** Input records follows **

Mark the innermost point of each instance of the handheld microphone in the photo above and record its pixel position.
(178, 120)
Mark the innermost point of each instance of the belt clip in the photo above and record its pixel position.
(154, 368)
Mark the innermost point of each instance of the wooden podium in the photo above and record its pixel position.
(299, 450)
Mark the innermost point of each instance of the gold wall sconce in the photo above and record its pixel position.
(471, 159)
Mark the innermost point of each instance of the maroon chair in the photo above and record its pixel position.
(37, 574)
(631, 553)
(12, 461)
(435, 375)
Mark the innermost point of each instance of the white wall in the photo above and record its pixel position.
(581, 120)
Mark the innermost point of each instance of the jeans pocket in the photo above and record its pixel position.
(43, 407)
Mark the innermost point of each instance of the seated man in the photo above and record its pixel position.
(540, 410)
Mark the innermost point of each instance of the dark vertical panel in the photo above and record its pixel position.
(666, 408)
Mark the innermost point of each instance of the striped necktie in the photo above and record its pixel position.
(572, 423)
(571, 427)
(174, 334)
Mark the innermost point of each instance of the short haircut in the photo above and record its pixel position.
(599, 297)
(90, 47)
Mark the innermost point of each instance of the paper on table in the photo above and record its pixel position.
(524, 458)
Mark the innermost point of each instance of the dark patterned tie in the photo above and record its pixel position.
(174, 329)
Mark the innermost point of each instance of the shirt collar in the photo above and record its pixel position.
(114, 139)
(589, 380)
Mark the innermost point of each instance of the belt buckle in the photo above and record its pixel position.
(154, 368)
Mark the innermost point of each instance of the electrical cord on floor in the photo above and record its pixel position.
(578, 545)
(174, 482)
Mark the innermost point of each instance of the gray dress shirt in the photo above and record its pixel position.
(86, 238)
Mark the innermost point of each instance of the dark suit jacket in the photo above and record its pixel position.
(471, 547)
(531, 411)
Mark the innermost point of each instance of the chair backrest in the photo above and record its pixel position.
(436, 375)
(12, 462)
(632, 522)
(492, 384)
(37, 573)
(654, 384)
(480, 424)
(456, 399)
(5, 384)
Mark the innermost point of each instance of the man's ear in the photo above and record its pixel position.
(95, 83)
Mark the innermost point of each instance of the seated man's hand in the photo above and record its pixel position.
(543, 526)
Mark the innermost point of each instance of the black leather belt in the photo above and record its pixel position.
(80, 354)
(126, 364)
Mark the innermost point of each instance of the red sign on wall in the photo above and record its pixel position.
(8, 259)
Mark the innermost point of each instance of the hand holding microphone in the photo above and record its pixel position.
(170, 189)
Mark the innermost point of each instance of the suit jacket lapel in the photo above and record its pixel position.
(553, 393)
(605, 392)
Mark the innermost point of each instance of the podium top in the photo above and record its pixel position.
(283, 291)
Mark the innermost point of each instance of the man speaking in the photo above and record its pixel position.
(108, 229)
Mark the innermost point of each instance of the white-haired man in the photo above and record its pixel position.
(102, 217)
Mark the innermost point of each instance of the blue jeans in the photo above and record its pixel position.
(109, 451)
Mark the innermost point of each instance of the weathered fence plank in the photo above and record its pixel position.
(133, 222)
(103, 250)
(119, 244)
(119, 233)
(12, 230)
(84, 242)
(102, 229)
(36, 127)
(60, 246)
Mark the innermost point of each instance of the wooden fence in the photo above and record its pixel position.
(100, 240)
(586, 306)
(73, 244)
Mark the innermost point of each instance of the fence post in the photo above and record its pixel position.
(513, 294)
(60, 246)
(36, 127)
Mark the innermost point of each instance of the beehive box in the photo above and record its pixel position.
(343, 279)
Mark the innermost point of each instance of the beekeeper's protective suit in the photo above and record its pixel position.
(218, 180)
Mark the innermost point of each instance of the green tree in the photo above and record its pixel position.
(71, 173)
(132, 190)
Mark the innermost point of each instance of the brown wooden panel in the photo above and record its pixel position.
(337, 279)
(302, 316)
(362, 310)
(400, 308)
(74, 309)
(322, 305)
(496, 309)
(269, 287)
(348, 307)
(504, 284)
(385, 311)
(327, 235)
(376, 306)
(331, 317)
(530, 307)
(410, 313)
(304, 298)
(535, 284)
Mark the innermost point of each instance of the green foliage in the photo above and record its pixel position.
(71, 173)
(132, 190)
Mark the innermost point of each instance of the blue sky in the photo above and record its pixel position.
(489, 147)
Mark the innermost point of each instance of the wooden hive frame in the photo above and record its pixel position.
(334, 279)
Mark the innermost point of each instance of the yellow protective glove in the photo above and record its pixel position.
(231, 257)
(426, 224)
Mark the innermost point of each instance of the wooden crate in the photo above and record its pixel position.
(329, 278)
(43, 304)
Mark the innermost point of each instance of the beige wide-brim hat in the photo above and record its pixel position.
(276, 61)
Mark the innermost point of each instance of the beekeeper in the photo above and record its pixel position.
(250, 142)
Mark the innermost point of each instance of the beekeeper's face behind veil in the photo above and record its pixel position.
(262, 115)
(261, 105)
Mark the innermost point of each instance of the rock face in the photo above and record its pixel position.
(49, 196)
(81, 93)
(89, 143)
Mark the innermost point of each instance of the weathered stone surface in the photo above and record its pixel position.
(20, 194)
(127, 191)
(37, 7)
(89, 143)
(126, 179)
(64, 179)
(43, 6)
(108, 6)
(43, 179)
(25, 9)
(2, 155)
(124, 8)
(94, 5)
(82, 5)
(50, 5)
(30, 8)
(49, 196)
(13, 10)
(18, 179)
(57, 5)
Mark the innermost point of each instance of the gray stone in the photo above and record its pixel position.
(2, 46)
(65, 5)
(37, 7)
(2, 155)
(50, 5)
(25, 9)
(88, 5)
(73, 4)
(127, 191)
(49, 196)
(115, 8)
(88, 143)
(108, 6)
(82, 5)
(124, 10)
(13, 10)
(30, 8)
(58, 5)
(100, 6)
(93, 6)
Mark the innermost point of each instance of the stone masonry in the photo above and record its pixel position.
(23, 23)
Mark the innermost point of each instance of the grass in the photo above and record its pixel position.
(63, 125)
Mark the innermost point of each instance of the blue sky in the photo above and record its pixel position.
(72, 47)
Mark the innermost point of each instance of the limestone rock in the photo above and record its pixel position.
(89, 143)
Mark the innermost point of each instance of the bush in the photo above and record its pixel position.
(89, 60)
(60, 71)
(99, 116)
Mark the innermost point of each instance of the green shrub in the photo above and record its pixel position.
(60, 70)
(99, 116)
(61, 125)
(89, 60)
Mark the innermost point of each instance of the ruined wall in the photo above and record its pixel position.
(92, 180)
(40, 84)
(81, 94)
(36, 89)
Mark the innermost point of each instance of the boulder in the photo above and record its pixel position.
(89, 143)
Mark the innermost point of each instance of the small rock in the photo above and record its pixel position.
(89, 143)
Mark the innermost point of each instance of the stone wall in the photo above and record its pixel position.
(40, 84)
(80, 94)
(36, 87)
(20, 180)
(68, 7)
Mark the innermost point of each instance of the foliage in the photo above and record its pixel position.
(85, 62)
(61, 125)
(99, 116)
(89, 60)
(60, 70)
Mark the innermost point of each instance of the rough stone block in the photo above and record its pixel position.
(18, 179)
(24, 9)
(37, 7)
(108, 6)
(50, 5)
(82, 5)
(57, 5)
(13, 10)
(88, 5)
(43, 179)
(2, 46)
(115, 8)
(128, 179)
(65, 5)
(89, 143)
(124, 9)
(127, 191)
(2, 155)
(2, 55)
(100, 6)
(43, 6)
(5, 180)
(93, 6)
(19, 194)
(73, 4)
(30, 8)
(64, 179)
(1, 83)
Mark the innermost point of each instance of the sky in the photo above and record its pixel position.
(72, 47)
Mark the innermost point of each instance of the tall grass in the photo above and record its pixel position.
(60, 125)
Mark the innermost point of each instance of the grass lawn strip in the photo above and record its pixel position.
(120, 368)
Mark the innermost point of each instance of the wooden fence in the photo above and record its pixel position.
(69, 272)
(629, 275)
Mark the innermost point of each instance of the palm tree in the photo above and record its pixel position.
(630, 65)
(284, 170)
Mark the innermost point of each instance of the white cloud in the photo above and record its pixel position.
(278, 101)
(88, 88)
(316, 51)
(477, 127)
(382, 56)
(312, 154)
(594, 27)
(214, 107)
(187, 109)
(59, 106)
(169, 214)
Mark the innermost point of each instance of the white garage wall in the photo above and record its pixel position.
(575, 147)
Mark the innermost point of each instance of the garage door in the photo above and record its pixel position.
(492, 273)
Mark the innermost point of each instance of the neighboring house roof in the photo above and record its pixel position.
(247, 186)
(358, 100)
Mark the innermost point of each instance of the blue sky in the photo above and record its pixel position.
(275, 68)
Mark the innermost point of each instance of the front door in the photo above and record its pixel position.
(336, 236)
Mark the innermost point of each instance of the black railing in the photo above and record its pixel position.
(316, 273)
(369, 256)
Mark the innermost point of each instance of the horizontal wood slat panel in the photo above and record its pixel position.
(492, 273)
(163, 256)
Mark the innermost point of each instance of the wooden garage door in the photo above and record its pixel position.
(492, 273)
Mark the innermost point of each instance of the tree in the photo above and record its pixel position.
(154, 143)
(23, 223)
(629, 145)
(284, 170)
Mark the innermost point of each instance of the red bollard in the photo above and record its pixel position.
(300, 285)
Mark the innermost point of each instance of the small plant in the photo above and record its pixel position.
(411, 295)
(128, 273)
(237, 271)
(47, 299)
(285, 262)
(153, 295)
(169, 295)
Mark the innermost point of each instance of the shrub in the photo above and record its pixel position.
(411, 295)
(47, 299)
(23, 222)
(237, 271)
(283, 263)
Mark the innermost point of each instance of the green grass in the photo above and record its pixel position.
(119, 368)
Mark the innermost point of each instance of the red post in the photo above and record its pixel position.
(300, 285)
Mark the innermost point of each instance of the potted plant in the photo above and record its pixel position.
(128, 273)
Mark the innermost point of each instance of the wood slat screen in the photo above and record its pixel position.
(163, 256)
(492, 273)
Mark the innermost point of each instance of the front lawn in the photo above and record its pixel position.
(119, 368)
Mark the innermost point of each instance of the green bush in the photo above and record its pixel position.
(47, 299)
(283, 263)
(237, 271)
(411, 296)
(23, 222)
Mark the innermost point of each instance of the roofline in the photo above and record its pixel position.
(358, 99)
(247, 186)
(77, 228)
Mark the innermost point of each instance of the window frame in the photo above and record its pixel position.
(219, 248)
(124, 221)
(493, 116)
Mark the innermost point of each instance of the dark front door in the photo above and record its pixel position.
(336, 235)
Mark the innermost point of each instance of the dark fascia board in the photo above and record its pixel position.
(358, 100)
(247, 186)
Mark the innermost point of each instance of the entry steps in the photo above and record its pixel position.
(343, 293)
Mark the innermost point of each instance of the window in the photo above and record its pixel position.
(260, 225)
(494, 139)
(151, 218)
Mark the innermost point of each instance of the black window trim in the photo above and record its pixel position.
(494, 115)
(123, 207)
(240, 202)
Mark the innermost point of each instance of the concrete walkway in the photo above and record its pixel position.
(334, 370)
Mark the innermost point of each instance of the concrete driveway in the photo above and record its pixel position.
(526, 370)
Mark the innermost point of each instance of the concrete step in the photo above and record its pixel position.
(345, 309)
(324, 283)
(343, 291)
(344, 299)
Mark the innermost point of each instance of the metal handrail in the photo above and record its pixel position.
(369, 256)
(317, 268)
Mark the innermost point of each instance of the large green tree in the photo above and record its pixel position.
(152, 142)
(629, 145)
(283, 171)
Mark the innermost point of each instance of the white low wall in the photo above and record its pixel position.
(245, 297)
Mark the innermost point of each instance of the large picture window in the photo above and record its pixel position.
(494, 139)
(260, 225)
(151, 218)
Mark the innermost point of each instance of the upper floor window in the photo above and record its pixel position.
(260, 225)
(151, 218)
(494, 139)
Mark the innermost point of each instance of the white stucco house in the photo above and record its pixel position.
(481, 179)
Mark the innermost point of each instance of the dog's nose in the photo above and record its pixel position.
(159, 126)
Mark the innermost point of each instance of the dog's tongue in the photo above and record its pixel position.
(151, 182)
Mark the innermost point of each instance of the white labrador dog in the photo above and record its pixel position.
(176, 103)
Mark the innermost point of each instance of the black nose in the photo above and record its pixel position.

** End of Input records **

=== Your assignment ===
Your task is to copy exactly, and only, the lines from the line with "Mark the innermost point of each instance of the white labrador" through the last line of the entries, both included.

=== Completed task ===
Mark the innermost point of each instance of the white labrador dog in the photo above and record its pixel position.
(176, 103)
Mark the innermost point of each instance of the black nose in the photo above and record its pixel position.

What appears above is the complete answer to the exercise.